GIVEN INSTRUCTION A:
Rewrite the rows from the first one through the line containing "Query: exposed sandy soil", changing "compact" to "concise" and keeping everything else the same.

— Start of SELECTED EXTRACT —

Dis-identifying from the Inner Critic

by Steven Kessler

Inside each of us, there is a voice that criticizes us whenever we do something wrong. This voice is called the inner critic, and it is an amalgamation of all the commands we heard as a child to “Be good,” “Tell the truth,” “Stand up straight,” “Don’t hit your brother,” “Don’t draw on the walls,” “Don’t talk with your mouth full,” “Don’t run with scissors,” “Don’t talk back,”etc., etc., etc. Every time Mom, Dad, or whoever had power over us instructed us on what to do or not do, our little brain recorded it. Over time, we built up a library of their voices and mixed them together into one voice that tells us Who We Should Be.

 

The Job of the Superego

The inner critic is part of something larger that Freud called the “superego.” It develops in early childhood, roughly between two and five years of age. The superego’s job is to stop you from doing things that will get you in trouble with your parents and caretakers. It tries to keep you inside the Good Boy/Good Girl box they have defined, where you are loved and safe. The inner critic helps out by becoming a kind of inner policeman, interrupting you the moment you have an impulse to do something bad, and scolding you to stop you from actually doing it.

— End of SELECTED EXTRACT —

GIVEN INSTRUCTION B:
Answer these questions from the inner critic essay:
(i) According to the essay, what did we build up over time from the voices of those who had power over us?
(ii) Roughly between what ages does the superego develop?
(iii) What kind of inner figure does the inner critic become?

— Start of DATA SHOWN —

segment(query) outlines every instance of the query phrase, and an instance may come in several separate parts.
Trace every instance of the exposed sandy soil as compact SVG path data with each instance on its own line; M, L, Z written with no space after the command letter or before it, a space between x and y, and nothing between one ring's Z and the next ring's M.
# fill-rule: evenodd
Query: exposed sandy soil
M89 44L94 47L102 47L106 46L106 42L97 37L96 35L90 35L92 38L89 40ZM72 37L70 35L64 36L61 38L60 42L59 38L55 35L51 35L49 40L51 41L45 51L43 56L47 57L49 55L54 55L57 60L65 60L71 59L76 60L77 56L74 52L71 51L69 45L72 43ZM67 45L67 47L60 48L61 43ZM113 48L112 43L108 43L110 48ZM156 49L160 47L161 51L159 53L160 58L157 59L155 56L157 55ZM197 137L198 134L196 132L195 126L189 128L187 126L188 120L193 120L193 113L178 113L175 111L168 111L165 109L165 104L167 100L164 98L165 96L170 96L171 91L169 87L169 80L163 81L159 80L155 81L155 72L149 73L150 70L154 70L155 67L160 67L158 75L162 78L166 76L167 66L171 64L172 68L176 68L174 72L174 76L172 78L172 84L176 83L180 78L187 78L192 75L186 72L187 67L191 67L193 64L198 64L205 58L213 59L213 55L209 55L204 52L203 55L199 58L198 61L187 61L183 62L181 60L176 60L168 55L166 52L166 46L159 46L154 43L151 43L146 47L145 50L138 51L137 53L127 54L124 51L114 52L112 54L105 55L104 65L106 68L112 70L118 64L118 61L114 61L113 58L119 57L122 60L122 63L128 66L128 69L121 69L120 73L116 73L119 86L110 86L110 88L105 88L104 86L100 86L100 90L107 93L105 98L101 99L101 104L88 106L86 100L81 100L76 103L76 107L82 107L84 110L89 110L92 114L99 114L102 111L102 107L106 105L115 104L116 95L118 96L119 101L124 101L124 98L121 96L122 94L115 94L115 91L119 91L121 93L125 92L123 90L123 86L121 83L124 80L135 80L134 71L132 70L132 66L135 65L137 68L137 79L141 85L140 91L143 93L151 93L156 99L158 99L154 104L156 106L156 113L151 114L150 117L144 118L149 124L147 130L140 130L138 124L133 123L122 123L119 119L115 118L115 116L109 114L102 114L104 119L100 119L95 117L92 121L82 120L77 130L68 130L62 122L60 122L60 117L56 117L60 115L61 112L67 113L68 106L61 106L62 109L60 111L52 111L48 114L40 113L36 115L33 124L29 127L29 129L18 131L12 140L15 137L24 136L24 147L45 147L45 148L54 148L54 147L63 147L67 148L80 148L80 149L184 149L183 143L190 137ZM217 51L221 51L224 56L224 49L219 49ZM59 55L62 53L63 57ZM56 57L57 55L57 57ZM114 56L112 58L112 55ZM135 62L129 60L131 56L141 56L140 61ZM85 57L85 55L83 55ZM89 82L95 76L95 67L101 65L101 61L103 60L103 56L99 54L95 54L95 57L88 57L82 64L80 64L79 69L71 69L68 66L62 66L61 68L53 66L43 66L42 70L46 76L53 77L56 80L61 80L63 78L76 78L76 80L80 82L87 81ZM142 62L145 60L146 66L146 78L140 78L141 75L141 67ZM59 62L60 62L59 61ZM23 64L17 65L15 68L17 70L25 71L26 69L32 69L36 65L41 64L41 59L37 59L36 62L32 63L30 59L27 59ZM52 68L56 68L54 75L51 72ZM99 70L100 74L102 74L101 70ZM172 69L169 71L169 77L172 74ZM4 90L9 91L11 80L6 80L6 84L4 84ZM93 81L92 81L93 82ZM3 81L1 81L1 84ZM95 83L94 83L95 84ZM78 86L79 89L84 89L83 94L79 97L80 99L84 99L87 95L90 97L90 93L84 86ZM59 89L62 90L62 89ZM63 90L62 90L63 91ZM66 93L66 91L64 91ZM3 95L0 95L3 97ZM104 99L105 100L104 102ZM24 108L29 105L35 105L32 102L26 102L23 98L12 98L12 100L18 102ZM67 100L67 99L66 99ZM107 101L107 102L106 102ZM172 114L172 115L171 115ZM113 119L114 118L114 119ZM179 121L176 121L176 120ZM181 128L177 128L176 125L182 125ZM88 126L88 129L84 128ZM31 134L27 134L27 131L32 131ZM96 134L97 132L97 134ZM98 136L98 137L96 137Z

— End of DATA SHOWN —

FULL ANSWER A:
segment(query) outlines every instance of the query phrase, and an instance may come in several separate parts.
Trace every instance of the exposed sandy soil as concise SVG path data with each instance on its own line; M, L, Z written with no space after the command letter or before it, a space between x and y, and nothing between one ring's Z and the next ring's M.
# fill-rule: evenodd
Query: exposed sandy soil

FULL ANSWER B:
(i) A library of their voices
(ii) Roughly between two and five years of age
(iii) A kind of inner policeman